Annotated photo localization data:

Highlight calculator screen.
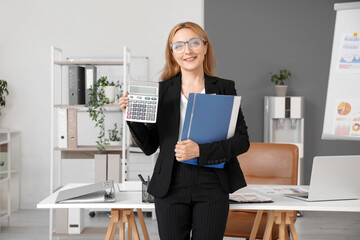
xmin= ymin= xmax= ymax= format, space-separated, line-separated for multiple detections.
xmin=129 ymin=85 xmax=157 ymax=95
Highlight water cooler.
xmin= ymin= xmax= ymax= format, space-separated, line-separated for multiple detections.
xmin=264 ymin=96 xmax=305 ymax=184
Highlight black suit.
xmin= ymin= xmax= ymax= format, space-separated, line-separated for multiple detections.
xmin=128 ymin=73 xmax=249 ymax=239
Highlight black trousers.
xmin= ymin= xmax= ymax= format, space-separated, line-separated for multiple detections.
xmin=154 ymin=160 xmax=229 ymax=240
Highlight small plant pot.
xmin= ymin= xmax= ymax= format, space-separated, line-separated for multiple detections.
xmin=275 ymin=85 xmax=288 ymax=96
xmin=104 ymin=86 xmax=116 ymax=104
xmin=109 ymin=141 xmax=121 ymax=146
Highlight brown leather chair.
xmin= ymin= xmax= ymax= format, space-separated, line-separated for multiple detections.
xmin=224 ymin=142 xmax=299 ymax=239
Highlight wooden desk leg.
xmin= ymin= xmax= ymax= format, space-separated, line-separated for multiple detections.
xmin=105 ymin=209 xmax=120 ymax=240
xmin=249 ymin=210 xmax=264 ymax=240
xmin=119 ymin=209 xmax=125 ymax=240
xmin=288 ymin=215 xmax=299 ymax=240
xmin=263 ymin=210 xmax=275 ymax=240
xmin=123 ymin=210 xmax=132 ymax=240
xmin=129 ymin=210 xmax=141 ymax=240
xmin=278 ymin=212 xmax=286 ymax=240
xmin=285 ymin=226 xmax=290 ymax=240
xmin=137 ymin=208 xmax=150 ymax=240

Your goal: Reply with the number of lines in the preceding entries that contain "Highlight", and no other words.

Reply: 7